◆ **Challenge A**
In the political commentary, how many people does it say were killed by the 1984 Bhopal gas leak?
◆ **Challenge B**
Retype the political commentary between "Comment: We now" and "1990s - in NYC)", inclusive.

◆ **Source excerpt**
»»

Comment: Hopefully forgotten (we are trying).

New Friends (undemocratic)

Pervez Musharraf (Pakistan), Islam Karimov (Uzbekistan), Saparmurat Niyazov (Turkmenistan), Teodoro Obiang (Equatorial Guinea), Abdelaziz Bouteflika (Algeria)

Comment: A measure of our new commitment to spreading democratic politics. Some have oil, one is Stalinist, all have corruption. None have democracy. Like old friends in the Gulf, they have been advised not to take GWB's freedom and democracy speeches seriously.

Given sanctuary by US

Jose Guillermo Garcia (fmr head of El Salvador armed forces, 1980s - Florida), Cuban and Haitian exiles (Florida), South Vietnamese army officers (California)

Comment: We now believe there are more terrorists per square kilometre in Florida than any other place on earth - all with safe haven. Most are from the abattoir states of Central America under Reagan.

It's a battle to keep them away from snooping journalists when they slip their agency minders. Just as well GWB's dictum about countries that provide sanctuary to terrorists doesn't apply to Miami.

Refusing to extradite

Emmanuel Constant (leader of paramilitary group FRAPH in Haiti who murdered thousands in the 1990s - in NYC)

Comment: Avoid comparison with the Taliban's refusal to extradite Osama after 9/11. Haiti is unlikely to bomb the East Coast.

Warren Anderson (chairman of Union Carbide, now Dow Chemical), responsible for the 1984 Bhopal gas leak in India that killed 16,000 people - Long Island, New York)

Comment: They are only Indians, after all. Even Delhi is reluctant to compensate the victims and 120,000 survivors. Unlikely to ever face charges of culpable homicide.

Unindicted

Ariel Sharon (Israel)

Comment: Long record of brutality, most notably in the Sabra and Shatila refugee camps. Rebadged "man of peace" by GWB in the Orwellian sense. European travel may become difficult.

Turkish leaders

Comment: No longer so well disposed after they failed to help us out in Iraq. Army even refused Wolfowitz's order to defy the government and back the invasion.

Remember not to call Turkey's attacks on its Kurdish population "terrorism" because we supplied them with the means to do it. As with Colombia, our money officially goes to the guys in the white hats - or in this case - the white fezzes.

««

◆ **Supplied entries**
»»

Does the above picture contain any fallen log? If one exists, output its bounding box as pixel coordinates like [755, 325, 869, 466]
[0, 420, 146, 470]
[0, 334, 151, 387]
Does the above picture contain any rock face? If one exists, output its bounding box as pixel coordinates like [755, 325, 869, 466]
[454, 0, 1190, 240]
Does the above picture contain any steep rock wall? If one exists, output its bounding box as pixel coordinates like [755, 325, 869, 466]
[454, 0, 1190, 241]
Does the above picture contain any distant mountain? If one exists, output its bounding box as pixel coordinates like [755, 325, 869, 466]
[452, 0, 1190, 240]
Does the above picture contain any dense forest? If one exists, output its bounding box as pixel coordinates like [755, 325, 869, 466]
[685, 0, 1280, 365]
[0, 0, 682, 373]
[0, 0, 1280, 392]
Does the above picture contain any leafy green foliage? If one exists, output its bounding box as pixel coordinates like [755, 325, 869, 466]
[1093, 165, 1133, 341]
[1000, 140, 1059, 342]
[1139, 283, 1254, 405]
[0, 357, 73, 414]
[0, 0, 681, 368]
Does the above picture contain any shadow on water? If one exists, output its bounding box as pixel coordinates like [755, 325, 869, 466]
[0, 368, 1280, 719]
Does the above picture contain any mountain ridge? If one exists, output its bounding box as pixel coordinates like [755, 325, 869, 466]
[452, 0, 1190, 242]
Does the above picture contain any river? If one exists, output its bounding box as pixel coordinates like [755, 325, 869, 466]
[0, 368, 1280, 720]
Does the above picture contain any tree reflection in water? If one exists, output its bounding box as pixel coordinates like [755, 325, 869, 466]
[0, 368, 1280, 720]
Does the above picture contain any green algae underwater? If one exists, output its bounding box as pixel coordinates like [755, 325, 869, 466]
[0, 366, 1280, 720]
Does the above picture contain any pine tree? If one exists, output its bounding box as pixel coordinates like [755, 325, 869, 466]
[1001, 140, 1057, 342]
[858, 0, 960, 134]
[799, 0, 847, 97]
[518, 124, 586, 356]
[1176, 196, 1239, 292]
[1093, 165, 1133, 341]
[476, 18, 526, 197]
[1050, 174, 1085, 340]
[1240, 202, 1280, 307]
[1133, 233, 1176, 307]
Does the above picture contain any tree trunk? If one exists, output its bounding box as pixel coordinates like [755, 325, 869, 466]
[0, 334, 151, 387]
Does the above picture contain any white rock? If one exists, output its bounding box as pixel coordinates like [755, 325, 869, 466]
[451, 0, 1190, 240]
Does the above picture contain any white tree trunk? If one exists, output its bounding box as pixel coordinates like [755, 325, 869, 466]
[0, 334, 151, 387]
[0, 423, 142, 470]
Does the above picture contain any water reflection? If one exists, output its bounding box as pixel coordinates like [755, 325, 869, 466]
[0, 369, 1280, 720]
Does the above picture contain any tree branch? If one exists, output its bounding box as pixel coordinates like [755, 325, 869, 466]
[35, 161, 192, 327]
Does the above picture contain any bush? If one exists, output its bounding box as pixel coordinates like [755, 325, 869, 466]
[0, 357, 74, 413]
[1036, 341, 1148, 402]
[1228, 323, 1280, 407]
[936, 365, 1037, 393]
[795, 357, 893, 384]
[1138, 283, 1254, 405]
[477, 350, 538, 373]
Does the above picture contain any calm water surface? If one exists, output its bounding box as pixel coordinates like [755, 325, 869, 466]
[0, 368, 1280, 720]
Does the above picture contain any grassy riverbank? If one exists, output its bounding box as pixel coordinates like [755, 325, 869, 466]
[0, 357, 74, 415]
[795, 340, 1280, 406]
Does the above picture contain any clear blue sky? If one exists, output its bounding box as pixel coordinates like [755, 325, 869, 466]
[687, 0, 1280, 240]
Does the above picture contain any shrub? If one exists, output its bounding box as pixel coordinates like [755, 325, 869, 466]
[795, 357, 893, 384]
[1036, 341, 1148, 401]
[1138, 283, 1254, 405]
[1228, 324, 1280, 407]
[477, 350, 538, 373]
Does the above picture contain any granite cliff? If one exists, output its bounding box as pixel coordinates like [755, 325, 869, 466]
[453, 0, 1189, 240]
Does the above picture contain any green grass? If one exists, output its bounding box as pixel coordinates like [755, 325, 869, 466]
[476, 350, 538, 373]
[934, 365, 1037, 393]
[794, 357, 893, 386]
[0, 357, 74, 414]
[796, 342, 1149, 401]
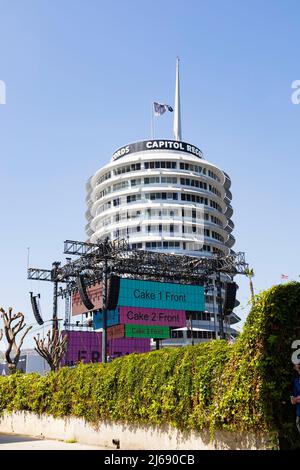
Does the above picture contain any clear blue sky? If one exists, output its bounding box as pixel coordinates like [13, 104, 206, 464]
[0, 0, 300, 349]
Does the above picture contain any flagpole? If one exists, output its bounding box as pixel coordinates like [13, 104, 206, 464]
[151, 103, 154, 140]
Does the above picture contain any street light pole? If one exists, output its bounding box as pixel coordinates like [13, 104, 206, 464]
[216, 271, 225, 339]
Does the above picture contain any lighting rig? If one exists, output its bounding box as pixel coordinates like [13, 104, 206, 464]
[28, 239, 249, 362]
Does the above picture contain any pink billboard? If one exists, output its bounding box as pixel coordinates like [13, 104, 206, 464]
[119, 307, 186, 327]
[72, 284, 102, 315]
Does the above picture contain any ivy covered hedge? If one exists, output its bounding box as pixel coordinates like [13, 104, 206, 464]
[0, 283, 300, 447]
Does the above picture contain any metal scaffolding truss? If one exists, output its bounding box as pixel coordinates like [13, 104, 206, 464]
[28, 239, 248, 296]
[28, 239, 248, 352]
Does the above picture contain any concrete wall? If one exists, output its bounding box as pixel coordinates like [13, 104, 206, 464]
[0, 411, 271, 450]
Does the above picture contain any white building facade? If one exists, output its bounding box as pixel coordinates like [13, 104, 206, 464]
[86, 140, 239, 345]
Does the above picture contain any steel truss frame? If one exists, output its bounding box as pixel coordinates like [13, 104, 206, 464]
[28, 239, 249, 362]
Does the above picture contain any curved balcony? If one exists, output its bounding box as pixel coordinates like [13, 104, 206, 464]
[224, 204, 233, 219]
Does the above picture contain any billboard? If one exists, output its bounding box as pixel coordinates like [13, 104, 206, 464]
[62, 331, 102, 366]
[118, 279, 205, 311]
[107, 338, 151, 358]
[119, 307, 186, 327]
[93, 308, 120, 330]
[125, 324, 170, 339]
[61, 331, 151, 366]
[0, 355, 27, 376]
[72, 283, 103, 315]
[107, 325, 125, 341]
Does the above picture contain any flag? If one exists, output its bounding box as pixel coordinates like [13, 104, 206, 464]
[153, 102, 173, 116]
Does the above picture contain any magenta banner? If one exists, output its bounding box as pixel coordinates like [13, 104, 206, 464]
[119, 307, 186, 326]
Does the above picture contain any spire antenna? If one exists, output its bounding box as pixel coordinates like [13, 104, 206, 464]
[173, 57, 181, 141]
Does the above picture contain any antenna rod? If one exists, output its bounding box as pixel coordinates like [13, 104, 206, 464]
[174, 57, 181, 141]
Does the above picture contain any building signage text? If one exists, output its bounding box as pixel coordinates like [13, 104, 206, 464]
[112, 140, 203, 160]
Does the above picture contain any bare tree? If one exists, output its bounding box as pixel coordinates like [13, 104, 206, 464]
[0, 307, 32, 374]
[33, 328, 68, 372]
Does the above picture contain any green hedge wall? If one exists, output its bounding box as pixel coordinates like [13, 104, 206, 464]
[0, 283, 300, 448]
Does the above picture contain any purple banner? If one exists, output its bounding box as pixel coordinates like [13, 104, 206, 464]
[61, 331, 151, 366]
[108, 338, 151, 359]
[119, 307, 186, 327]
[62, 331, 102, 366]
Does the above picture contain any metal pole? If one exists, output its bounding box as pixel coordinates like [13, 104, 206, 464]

««

◆ **Complete response A**
16,000 people

◆ **Complete response B**
Comment: We now believe there are more terrorists per square kilometre in Florida than any other place on earth - all with safe haven. Most are from the abattoir states of Central America under Reagan.

It's a battle to keep them away from snooping journalists when they slip their agency minders. Just as well GWB's dictum about countries that provide sanctuary to terrorists doesn't apply to Miami.

Refusing to extradite

Emmanuel Constant (leader of paramilitary group FRAPH in Haiti who murdered thousands in the 1990s - in NYC)